*Problem:*
Find every line in the records below that contains the word "vegetation", and copy each such line.

[[ Extracted entries open ]]

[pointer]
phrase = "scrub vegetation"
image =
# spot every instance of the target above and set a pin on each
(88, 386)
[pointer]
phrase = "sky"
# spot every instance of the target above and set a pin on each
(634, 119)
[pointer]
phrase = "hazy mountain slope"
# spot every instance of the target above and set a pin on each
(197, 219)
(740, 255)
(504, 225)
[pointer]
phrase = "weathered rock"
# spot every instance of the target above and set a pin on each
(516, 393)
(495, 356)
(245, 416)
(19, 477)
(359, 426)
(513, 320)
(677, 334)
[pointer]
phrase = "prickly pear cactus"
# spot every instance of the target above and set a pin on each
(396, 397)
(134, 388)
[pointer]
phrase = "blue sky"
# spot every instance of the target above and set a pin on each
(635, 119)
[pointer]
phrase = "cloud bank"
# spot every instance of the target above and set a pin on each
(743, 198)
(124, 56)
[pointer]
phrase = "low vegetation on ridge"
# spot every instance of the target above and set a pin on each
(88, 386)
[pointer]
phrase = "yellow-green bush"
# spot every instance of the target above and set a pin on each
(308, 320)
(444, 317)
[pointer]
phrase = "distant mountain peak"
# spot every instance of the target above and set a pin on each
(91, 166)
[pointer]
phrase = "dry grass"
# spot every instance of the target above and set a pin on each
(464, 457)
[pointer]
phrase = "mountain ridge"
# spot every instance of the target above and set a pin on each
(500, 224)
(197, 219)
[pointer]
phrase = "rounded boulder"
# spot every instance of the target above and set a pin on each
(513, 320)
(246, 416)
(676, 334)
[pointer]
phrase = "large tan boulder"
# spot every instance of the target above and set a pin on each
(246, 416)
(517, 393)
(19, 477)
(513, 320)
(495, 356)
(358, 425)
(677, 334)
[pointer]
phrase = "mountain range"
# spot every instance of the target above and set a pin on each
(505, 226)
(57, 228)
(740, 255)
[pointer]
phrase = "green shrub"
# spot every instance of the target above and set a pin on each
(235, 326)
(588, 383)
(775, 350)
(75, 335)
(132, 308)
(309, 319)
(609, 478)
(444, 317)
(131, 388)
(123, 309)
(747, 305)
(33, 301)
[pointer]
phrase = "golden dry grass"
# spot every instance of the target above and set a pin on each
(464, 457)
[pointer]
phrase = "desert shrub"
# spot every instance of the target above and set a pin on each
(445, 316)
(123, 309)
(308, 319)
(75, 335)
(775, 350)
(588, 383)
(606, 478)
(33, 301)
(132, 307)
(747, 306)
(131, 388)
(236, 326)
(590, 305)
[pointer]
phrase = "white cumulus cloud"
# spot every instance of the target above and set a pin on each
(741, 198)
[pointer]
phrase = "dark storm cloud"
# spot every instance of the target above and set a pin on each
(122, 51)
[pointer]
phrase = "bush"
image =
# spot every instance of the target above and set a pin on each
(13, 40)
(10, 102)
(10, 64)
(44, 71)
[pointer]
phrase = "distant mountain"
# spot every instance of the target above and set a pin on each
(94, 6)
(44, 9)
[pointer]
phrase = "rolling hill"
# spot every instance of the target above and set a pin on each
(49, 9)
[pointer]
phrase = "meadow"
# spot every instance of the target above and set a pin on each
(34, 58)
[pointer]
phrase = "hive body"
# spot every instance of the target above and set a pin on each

[[ Extracted entries closed ]]

*Task answer:*
phrase = "scrub vegetation"
phrase = "low vegetation on ridge"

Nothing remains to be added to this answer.